-- Records shown start --
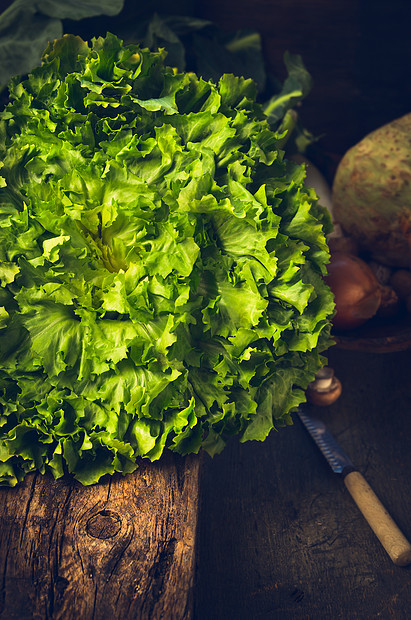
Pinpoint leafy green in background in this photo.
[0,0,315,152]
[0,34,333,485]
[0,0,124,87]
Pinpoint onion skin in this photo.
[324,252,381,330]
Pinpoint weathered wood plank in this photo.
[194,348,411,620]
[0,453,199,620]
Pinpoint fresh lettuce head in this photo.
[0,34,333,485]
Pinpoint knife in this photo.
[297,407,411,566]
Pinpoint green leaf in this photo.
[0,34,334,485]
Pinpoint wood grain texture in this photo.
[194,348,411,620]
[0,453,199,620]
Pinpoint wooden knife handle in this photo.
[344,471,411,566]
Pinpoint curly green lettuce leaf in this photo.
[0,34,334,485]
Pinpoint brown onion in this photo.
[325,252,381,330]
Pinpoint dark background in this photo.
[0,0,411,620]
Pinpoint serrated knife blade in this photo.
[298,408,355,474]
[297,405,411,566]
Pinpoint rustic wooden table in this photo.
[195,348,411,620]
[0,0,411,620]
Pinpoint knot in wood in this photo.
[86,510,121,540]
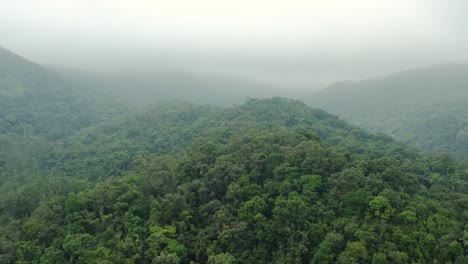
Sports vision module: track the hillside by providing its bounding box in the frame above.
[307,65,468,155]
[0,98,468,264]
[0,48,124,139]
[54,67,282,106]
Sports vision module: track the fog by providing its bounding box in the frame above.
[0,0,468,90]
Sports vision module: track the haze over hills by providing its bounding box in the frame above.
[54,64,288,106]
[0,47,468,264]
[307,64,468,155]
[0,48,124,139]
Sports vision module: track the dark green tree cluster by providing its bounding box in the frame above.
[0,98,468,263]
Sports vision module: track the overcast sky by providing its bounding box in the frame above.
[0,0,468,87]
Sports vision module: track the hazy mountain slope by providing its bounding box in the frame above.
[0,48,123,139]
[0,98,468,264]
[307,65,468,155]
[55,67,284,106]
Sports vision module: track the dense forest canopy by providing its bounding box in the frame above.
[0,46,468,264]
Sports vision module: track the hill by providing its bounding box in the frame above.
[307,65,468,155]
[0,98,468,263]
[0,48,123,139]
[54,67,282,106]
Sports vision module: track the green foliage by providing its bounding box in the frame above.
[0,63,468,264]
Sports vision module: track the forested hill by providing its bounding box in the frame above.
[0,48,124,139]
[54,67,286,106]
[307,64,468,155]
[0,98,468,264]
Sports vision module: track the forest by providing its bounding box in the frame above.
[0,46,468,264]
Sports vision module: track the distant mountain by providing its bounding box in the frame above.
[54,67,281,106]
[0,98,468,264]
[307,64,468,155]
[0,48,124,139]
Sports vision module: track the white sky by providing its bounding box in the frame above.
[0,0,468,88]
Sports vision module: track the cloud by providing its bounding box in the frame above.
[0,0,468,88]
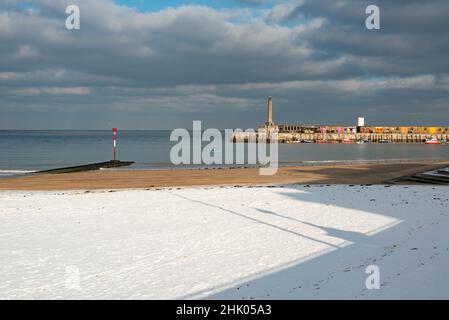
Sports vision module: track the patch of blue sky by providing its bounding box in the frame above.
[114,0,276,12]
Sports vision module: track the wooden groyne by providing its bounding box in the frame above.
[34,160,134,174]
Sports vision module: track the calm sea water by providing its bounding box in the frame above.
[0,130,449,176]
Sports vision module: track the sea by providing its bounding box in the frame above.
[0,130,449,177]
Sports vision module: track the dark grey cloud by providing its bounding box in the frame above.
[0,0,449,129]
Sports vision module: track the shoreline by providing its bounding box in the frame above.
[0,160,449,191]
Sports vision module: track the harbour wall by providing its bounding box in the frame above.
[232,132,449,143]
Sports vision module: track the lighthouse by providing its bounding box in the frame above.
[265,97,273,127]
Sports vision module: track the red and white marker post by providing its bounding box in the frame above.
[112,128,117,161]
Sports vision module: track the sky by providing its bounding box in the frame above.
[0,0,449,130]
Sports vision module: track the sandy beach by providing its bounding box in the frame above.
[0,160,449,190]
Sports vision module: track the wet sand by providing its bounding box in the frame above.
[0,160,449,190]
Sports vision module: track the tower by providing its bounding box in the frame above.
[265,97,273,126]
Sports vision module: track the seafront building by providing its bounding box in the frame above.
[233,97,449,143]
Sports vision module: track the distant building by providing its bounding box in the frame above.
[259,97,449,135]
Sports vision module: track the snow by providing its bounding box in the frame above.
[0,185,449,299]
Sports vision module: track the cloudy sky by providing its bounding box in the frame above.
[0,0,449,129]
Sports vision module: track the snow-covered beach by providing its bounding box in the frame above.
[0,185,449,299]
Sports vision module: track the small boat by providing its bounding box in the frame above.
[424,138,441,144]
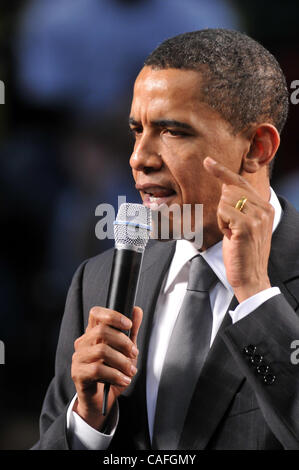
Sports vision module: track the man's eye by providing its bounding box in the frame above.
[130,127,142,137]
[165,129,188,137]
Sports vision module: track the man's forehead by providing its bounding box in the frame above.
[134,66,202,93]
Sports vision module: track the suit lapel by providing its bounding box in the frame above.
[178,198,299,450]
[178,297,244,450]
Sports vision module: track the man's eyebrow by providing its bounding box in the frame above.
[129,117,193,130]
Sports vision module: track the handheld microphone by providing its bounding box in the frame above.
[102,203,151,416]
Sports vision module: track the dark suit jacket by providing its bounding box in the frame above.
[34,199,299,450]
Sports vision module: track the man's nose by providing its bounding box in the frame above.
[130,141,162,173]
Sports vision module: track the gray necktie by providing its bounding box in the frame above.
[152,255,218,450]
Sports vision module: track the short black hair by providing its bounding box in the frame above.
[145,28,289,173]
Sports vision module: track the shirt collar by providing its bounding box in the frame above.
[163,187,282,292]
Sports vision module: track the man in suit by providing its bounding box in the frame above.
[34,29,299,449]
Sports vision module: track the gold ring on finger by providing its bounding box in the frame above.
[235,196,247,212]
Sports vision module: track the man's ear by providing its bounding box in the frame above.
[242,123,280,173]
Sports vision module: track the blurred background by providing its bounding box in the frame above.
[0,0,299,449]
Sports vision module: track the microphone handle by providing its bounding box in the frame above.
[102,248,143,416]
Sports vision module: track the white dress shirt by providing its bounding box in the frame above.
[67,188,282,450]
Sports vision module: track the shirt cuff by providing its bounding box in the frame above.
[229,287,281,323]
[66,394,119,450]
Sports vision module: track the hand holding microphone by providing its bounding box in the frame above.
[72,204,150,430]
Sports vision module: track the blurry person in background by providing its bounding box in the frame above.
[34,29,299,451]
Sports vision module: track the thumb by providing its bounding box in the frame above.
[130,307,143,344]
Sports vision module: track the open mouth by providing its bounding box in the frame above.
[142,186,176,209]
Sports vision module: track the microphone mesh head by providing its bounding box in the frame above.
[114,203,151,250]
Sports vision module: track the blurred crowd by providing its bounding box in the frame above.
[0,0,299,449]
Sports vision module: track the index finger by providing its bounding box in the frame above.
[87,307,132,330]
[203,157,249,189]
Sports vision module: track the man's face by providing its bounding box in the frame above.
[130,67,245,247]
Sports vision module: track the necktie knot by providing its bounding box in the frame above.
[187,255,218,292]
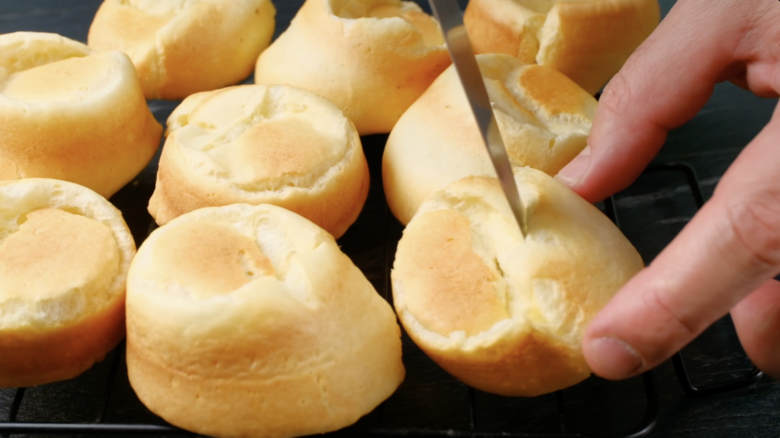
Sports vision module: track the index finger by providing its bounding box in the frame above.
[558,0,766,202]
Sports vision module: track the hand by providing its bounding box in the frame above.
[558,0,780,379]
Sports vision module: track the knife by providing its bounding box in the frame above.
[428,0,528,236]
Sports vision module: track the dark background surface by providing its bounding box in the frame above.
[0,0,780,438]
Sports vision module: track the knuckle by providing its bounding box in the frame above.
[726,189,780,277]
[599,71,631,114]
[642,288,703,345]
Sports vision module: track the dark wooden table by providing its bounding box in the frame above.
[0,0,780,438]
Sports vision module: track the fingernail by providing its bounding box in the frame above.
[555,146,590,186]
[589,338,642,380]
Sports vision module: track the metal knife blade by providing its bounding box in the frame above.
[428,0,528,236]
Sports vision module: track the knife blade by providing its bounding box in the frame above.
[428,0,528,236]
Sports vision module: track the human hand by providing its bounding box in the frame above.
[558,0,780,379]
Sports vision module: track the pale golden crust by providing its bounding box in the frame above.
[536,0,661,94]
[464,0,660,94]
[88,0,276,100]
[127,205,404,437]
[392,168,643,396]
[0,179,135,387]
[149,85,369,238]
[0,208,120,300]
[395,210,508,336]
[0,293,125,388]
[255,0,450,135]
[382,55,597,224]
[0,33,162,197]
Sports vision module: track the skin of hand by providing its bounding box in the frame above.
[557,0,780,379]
-- Records shown end --
-- Records shown start --
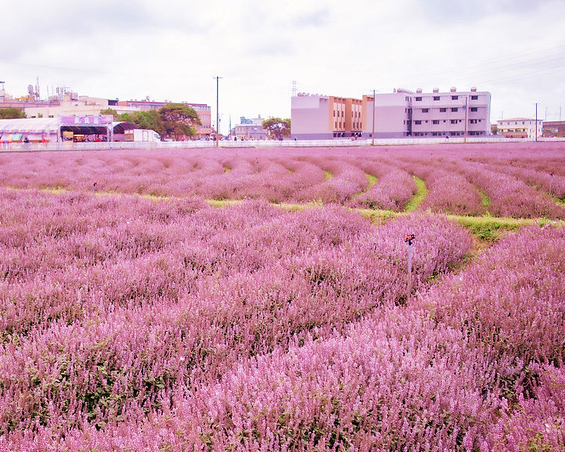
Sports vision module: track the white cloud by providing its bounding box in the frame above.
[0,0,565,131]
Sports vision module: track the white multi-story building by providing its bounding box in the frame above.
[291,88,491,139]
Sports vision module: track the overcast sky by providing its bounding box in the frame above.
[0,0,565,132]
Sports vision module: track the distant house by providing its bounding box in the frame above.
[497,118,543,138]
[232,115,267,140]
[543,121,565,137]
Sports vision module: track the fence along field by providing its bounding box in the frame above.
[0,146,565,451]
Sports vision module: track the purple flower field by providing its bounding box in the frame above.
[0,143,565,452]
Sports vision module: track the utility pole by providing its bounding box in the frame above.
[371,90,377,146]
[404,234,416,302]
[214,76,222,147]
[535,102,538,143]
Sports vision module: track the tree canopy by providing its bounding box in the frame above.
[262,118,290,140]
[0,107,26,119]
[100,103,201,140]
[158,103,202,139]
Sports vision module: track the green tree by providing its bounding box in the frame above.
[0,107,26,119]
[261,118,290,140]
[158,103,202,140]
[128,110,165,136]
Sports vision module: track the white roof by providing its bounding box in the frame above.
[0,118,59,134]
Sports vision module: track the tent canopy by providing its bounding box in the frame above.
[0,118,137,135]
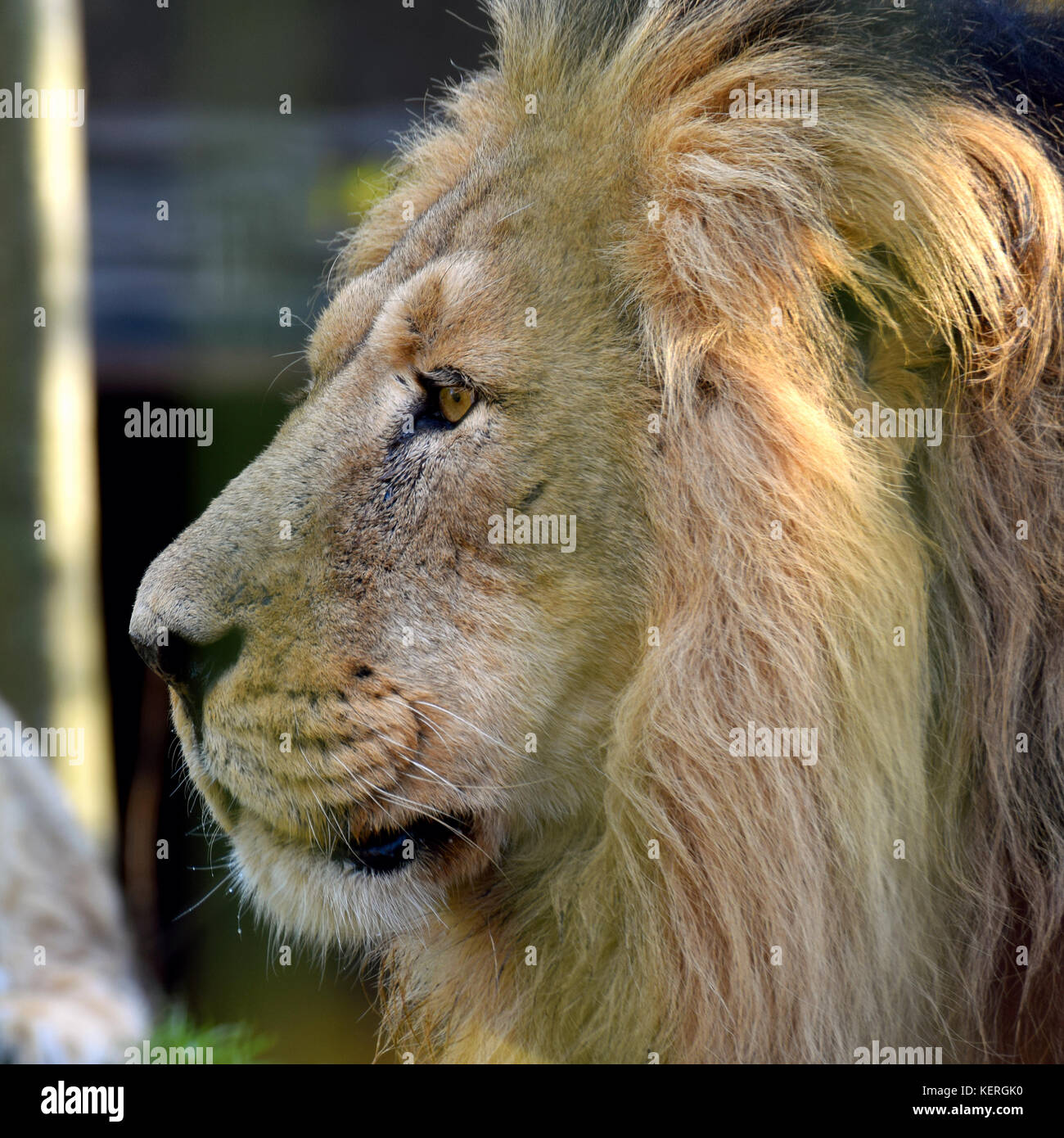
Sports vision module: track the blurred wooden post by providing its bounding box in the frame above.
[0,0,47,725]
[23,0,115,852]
-- Records shown end --
-- Records shown start --
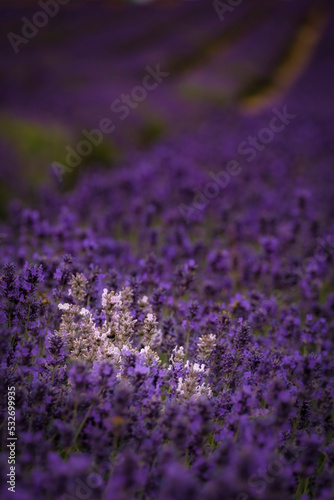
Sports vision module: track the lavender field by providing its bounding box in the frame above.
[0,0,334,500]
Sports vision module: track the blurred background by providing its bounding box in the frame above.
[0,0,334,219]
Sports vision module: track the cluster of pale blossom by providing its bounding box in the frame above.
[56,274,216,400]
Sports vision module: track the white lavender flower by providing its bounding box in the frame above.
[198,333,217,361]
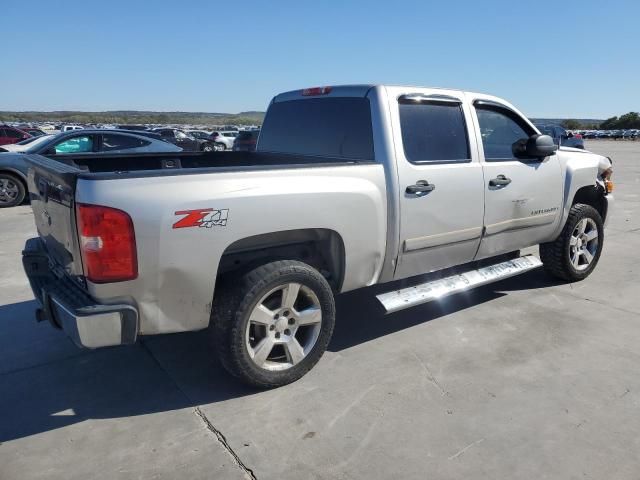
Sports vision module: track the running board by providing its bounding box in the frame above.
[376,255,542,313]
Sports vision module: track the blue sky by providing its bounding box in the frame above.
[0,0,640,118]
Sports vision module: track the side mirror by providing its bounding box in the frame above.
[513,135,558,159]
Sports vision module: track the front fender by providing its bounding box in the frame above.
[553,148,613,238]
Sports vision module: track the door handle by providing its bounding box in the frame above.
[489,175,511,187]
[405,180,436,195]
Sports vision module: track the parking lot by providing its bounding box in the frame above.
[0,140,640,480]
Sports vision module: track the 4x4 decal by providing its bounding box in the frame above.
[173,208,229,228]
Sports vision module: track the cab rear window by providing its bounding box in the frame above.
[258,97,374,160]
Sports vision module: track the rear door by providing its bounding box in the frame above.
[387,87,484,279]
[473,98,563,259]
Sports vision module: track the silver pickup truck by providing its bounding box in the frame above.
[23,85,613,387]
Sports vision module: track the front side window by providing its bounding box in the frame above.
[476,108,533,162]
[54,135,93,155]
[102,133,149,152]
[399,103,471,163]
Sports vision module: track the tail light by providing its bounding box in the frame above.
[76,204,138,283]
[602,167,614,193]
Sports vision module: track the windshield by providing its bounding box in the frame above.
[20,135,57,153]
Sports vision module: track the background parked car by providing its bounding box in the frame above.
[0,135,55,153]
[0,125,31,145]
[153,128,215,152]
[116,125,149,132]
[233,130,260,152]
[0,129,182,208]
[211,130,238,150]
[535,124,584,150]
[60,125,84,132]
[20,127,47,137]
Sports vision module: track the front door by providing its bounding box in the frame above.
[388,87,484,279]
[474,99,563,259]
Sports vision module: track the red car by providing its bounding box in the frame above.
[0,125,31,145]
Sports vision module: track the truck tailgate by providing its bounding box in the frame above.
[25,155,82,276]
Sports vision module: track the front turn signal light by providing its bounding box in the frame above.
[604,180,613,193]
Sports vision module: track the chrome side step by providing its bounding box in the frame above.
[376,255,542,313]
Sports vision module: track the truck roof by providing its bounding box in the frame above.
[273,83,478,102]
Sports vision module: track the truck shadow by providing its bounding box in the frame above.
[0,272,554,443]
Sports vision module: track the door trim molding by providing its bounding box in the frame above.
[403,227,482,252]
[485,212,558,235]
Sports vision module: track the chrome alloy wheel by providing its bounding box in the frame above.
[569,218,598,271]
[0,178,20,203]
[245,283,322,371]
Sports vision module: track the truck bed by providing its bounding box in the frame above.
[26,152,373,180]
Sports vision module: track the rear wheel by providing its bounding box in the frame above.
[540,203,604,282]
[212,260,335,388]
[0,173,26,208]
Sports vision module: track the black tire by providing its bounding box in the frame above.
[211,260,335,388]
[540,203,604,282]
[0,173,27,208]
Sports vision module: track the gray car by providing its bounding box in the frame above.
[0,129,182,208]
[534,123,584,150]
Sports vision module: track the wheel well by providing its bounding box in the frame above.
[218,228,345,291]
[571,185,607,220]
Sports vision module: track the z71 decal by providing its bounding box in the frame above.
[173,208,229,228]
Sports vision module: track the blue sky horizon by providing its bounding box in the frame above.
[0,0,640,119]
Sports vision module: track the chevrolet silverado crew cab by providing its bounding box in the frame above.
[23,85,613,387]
-- Records shown end --
* _What the task requires_: Reproduce the items beginning with the line containing "Sports vision module: track the green foliage" and continuing through the line containing "[114,0,276,12]", swapping "forested hill" for "wooded ridge" and leaving everything else unchanged. Omit the pictures from your answer.

* _Answer below_:
Sports vision module: track the green foliage by providing its bounding box in the frame above.
[0,63,468,264]
Sports vision module: track the wooded ridge by providing its bounding box in the frame above.
[0,48,124,139]
[54,67,286,106]
[307,64,468,155]
[0,98,468,264]
Sports vision module: track the forest by providing its bounding box in the frame above.
[0,46,468,264]
Sports vision module: track the distant mountain by providing its bounding box in the frame above.
[54,67,281,106]
[0,98,468,264]
[307,64,468,155]
[0,48,124,139]
Sports vision module: track the white sky by providing its bounding box in the frame above.
[0,0,468,88]
Sports vision module: track the cloud by providing its bounding box in the frame above.
[0,0,468,88]
Sports vision module: track the patch of blue sky by providing its bounding box in the frame above.
[114,0,276,12]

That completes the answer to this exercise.